** Start Listed entries **

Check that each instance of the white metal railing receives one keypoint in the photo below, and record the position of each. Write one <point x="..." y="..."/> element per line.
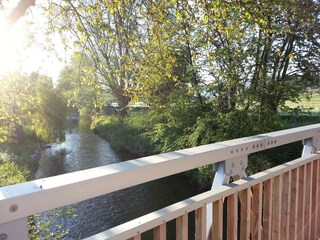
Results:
<point x="17" y="202"/>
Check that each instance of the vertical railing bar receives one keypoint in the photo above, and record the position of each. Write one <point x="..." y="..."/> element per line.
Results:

** End Listed entries **

__Your task__. Rewrite all of the items above, replacing every "railing" with "banister" and changing nothing else. Leave the pictures out of your version.

__Expected answer__.
Check that each instance of the white metal banister receives one keypoint in the photo below, and record the position of each. Write one <point x="..." y="..."/> element per line.
Results:
<point x="17" y="202"/>
Check that each instance of the vertical banister bar receives one keypoint in the photo above, and record the position of each. Write one <point x="..." y="..."/> element per line.
Results:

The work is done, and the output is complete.